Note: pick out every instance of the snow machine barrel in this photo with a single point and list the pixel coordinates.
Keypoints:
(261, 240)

...

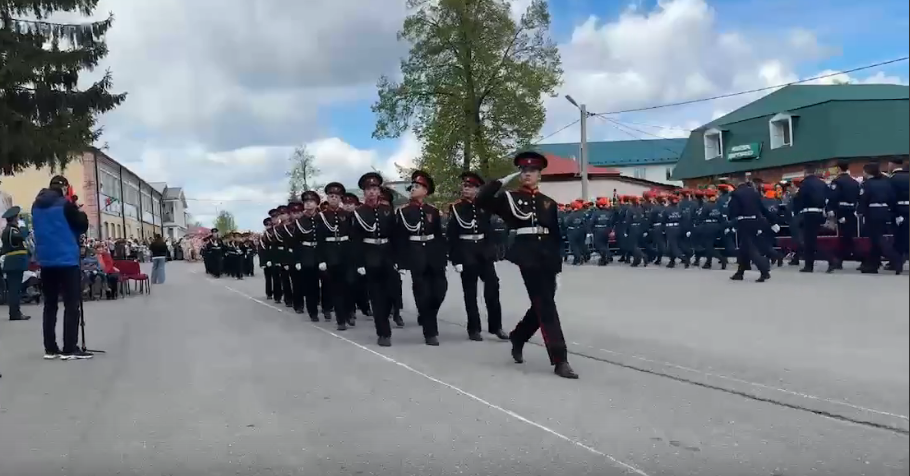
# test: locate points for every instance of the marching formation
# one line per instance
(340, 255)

### INSTRUCTIONS TO FOLLOW
Which lines above carry the string "every"? Copy those lines.

### TASK SOLUTION
Note: pick out every instance of the snow machine barrel in this photo with a single point and list the pixel coordinates.
# test: locate points for every instance of the marching formation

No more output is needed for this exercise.